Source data
▼

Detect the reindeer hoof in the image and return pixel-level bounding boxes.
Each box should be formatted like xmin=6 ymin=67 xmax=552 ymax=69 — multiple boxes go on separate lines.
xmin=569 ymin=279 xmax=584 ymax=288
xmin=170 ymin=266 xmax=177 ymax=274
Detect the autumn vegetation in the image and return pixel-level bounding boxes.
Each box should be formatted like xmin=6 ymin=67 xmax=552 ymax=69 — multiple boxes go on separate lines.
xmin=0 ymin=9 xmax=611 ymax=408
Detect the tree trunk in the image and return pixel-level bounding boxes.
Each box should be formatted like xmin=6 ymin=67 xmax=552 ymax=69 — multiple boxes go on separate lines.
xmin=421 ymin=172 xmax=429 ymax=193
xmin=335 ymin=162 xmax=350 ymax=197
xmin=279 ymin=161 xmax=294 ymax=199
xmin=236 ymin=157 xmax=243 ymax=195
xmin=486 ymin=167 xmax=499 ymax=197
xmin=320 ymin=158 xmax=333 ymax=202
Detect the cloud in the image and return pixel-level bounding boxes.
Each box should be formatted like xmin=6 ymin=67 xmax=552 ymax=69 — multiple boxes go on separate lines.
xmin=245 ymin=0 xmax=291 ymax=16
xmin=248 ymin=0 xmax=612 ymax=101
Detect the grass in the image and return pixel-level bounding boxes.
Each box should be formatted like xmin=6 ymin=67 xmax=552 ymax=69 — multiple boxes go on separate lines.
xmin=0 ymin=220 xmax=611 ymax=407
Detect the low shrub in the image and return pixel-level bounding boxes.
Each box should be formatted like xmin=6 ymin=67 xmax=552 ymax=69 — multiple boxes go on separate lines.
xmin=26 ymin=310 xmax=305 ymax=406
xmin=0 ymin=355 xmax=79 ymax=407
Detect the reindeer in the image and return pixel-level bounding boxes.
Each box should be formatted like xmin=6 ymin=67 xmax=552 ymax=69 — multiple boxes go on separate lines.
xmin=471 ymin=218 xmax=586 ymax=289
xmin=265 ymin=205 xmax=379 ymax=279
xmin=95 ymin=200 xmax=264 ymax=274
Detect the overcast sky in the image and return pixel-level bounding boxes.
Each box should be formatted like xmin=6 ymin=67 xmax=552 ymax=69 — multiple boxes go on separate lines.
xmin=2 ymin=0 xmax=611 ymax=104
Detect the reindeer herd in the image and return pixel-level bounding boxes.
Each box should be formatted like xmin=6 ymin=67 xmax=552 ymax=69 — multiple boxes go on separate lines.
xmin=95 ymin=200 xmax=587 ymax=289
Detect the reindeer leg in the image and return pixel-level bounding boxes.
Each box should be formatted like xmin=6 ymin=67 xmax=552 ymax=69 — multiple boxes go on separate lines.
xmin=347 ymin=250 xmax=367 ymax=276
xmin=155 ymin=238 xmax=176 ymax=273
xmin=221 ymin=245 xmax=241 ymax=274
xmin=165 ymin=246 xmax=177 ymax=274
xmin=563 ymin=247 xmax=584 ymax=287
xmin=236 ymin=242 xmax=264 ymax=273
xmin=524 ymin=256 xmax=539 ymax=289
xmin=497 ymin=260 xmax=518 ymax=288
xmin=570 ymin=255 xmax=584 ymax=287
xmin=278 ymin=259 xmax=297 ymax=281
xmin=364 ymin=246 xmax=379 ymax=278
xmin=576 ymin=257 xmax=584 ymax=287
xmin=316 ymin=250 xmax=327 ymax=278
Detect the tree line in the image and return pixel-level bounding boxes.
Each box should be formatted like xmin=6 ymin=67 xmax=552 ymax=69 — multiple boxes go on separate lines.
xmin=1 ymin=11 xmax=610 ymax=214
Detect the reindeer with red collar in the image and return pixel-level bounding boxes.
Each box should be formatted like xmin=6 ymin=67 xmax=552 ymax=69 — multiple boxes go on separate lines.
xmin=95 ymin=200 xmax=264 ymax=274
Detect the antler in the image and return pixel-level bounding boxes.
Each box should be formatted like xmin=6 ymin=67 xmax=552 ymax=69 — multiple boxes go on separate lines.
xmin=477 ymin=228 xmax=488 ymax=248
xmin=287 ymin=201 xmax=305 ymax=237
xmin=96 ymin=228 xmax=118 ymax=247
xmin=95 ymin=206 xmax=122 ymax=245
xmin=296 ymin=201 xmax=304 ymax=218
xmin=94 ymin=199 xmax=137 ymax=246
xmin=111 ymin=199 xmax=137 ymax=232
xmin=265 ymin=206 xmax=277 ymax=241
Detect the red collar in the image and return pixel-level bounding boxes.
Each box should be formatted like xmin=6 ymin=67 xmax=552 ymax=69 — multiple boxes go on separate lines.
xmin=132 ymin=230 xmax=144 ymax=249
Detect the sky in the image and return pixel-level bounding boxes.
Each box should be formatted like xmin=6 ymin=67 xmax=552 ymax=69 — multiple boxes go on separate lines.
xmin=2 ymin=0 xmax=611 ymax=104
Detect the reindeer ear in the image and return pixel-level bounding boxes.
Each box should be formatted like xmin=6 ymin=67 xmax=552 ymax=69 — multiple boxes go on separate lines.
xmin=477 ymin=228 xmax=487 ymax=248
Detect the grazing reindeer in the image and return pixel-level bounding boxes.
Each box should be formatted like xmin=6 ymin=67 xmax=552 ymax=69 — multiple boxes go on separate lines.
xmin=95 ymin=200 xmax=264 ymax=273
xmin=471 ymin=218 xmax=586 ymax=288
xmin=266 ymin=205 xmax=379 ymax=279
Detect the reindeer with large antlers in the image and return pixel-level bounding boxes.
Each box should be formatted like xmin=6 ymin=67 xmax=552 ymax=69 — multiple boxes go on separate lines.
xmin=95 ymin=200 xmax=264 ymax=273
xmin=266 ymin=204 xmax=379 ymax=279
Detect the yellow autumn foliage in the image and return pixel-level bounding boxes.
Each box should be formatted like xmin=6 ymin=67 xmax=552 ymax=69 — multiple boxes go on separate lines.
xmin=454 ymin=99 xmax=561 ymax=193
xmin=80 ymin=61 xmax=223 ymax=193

▲

*WHAT TO WORK ON*: From the data above, return every line from the line that has "Detect the reindeer herd" up to and including the line that has "Detect the sky", exactly.

*SOLUTION TO THIS PROBLEM*:
Detect the reindeer herd in the image and return pixel-level bounding boxes.
Each box should be formatted like xmin=6 ymin=67 xmax=552 ymax=69 — multiple boxes go on separate lines.
xmin=95 ymin=200 xmax=587 ymax=289
Detect the reindeer leg in the image and return pixel-level bounding boxes.
Each box should be formatted like xmin=6 ymin=67 xmax=552 ymax=69 — multiple boxes go on separate lines.
xmin=347 ymin=250 xmax=367 ymax=276
xmin=155 ymin=238 xmax=176 ymax=273
xmin=221 ymin=245 xmax=241 ymax=274
xmin=165 ymin=246 xmax=177 ymax=274
xmin=563 ymin=247 xmax=584 ymax=287
xmin=236 ymin=242 xmax=264 ymax=273
xmin=524 ymin=256 xmax=539 ymax=289
xmin=497 ymin=260 xmax=518 ymax=288
xmin=570 ymin=255 xmax=584 ymax=287
xmin=278 ymin=259 xmax=297 ymax=281
xmin=364 ymin=246 xmax=379 ymax=278
xmin=576 ymin=257 xmax=584 ymax=287
xmin=316 ymin=250 xmax=327 ymax=278
Detect the tree line in the image and return pixel-level bounding boxes.
Each box should be formatted like xmin=6 ymin=67 xmax=552 ymax=69 — multiple boxes go on separate lines.
xmin=1 ymin=11 xmax=610 ymax=214
Detect the reindeer with red collar in the image and return pixel-level bounding boxes.
Each box should be formatted like xmin=6 ymin=67 xmax=552 ymax=69 — multiple boxes go on separate lines.
xmin=95 ymin=200 xmax=264 ymax=274
Detect the antler in the image and return pixel-level bounding boxes.
Each box should be formatted like xmin=6 ymin=67 xmax=552 ymax=69 — multiple boxes go on separate lines.
xmin=477 ymin=228 xmax=488 ymax=248
xmin=287 ymin=201 xmax=305 ymax=237
xmin=96 ymin=228 xmax=118 ymax=247
xmin=95 ymin=206 xmax=122 ymax=245
xmin=296 ymin=201 xmax=304 ymax=218
xmin=94 ymin=199 xmax=137 ymax=246
xmin=111 ymin=199 xmax=137 ymax=232
xmin=265 ymin=206 xmax=277 ymax=241
Detect the red collar in the image and return pixel-level bounding boxes.
Each box should be formatted like xmin=6 ymin=67 xmax=552 ymax=69 — multiple boxes go on separate lines.
xmin=132 ymin=230 xmax=144 ymax=249
Detect the sky in the image and return pixel-level bounding boxes.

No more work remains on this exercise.